## Goal of the exercise
Rewrite the entire listing, replacing every occurrence of "expected form" with "sample format" and leaving all other text unchanged.

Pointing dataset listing
***

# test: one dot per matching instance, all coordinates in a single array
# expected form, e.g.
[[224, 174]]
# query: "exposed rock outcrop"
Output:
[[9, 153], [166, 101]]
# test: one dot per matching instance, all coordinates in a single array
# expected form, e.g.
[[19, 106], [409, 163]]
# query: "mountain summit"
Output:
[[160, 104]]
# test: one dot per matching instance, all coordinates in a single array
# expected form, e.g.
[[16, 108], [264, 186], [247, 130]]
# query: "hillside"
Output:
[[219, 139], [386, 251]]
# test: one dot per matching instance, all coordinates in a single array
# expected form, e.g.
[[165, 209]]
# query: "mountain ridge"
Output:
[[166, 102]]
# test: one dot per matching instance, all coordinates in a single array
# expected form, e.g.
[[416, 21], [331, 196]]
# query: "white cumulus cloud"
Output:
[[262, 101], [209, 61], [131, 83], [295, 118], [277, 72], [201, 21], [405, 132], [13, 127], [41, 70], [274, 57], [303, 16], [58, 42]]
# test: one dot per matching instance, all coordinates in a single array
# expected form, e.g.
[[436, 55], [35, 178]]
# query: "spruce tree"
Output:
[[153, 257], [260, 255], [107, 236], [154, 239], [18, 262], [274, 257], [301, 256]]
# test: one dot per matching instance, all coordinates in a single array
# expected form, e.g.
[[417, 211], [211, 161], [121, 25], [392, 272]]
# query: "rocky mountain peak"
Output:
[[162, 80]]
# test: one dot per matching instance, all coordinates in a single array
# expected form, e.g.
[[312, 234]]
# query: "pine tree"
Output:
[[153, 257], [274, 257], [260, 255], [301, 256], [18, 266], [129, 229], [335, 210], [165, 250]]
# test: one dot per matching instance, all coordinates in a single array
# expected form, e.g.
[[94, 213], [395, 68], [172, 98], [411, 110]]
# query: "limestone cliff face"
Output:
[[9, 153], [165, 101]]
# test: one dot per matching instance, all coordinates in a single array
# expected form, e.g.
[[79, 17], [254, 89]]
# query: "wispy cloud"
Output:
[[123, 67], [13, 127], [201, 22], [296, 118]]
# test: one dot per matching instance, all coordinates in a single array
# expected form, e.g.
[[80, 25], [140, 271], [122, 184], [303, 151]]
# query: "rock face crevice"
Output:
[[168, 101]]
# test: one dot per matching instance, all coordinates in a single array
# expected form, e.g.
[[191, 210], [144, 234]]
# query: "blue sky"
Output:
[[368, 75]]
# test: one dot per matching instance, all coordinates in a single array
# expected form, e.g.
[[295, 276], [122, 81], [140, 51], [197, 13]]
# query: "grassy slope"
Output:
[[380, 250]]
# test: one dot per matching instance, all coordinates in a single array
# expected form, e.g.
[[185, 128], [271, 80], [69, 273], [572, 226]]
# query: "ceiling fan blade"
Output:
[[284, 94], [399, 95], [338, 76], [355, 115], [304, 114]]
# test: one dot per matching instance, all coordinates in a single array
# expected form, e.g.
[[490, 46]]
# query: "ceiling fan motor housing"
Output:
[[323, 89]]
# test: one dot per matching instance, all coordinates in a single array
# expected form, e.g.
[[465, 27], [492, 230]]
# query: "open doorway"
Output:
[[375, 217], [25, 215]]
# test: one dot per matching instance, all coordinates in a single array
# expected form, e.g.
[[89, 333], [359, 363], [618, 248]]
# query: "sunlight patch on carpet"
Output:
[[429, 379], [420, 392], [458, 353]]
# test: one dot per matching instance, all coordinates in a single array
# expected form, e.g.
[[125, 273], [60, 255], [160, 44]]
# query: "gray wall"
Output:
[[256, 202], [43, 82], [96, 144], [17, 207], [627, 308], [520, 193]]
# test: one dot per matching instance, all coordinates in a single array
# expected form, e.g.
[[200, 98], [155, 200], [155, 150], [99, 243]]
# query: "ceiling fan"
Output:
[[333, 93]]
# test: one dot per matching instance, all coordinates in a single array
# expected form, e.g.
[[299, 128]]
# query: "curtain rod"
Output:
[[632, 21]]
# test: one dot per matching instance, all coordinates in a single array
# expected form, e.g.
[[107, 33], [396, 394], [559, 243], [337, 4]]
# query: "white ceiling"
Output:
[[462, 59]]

***

## Solution
# test: one dot per matching instance, all coordinates in a single array
# sample format, e.g.
[[224, 174]]
# query: "exposed rock outcrop"
Output:
[[9, 153], [166, 101]]
# test: one dot per matching instance, all coordinates in a single array
# sample format, e.g.
[[19, 106], [409, 163]]
# query: "mountain summit"
Output:
[[160, 104]]
# test: one dot per matching instance, all coordinates in a single array
# sample format, e.g.
[[16, 108], [264, 186], [247, 130]]
# query: "hillside"
Output:
[[219, 139], [386, 251]]
# test: one dot per matching instance, all coordinates in a single array
# sample format, e.g.
[[165, 209]]
# query: "mountain ridge"
Output:
[[166, 102]]
# test: one dot per matching instance, all coordinates in a single array
# sample format, e.g.
[[416, 21], [331, 196]]
# query: "white cumulus cloud"
Output:
[[262, 101], [209, 61], [131, 83], [295, 118], [277, 72], [201, 21], [405, 132], [13, 127], [41, 70], [274, 57], [303, 16], [58, 42]]
# test: one dot per matching instance, all coordinates in a single array
# sample format, e.g.
[[436, 55], [35, 178]]
# query: "spruce tree"
Output:
[[153, 257], [260, 255], [107, 236], [154, 239], [18, 262], [274, 257], [301, 256]]
# test: one dot per matching instance, all coordinates in a single array
# sample format, e.g.
[[417, 211], [211, 161], [121, 25], [392, 272]]
# query: "rocky mountain peak"
Output:
[[162, 80]]
# test: one dot per matching instance, all coordinates in a single array
# sample format, e.g.
[[312, 234]]
# query: "pine tree"
Output:
[[153, 257], [274, 257], [260, 255], [301, 256], [18, 266], [129, 229], [335, 210], [165, 250]]
# test: one dot per matching instance, all coordinates in a single array
# sample format, e.g.
[[94, 213], [395, 68], [172, 98], [411, 110]]
# query: "limestone cliff face"
Output:
[[9, 153], [165, 101]]
# test: one dot per matching instance, all coordinates in a single array
# sample format, e.g.
[[79, 17], [254, 89]]
# query: "wispy cloud"
Output:
[[123, 67], [13, 127], [201, 22], [296, 118]]
# test: one dot per matching instance, all coordinates in a single array
# sample format, e.g.
[[80, 25], [140, 271], [122, 184], [303, 151]]
# query: "rock face crevice"
Output:
[[168, 101]]
# test: one dot per matching instance, all coordinates in a single array
# sample format, e.g.
[[191, 210], [144, 234]]
# query: "blue sky"
Output:
[[368, 75]]
# test: one dot per matching instance, all coordinates in a single array
# sample format, e.g.
[[295, 276], [122, 81], [140, 51], [197, 13]]
# query: "grassy slope"
Output:
[[380, 250]]
# test: one dot per matching instance, all coordinates in a single array
# sample format, e.g.
[[185, 128], [271, 80], [69, 273], [572, 226]]
# query: "ceiling fan blade"
Output:
[[284, 94], [399, 95], [338, 76], [355, 115], [304, 114]]
# test: one dot per matching instance, all coordinates in a single array
# sample format, e.g.
[[490, 46]]
# query: "ceiling fan motor housing"
Output:
[[323, 89]]
# test: one dot per matching instance, all coordinates in a single array
# sample format, e.g.
[[465, 27], [492, 230]]
# query: "open doorway"
Output:
[[375, 217], [25, 215]]
# test: one dot per matching instance, all coordinates in a single array
# sample format, e.g.
[[89, 333], [359, 363], [618, 248]]
# query: "sunlight patch on carpet"
Output:
[[429, 379], [420, 392], [458, 353]]
# test: one dot per matching instance, all coordinates in a single array
# sample format, e.g.
[[125, 273], [60, 255], [160, 44]]
# query: "gray wall"
Output:
[[256, 202], [43, 82], [96, 144], [17, 207], [627, 308], [520, 193]]
# test: one dot per matching instance, all coordinates in a single array
# sample format, e.g.
[[200, 98], [155, 200], [155, 150], [99, 243]]
# query: "ceiling fan"
Output:
[[333, 93]]
# test: one dot per matching instance, all coordinates in a single array
# sample format, e.g.
[[299, 128]]
# query: "curtain rod"
Output:
[[632, 21]]
# test: one dot per matching instance, all coordinates in a single array
# sample format, e.g.
[[107, 33], [396, 394], [559, 243], [337, 4]]
# query: "white ceiling"
Output:
[[462, 59]]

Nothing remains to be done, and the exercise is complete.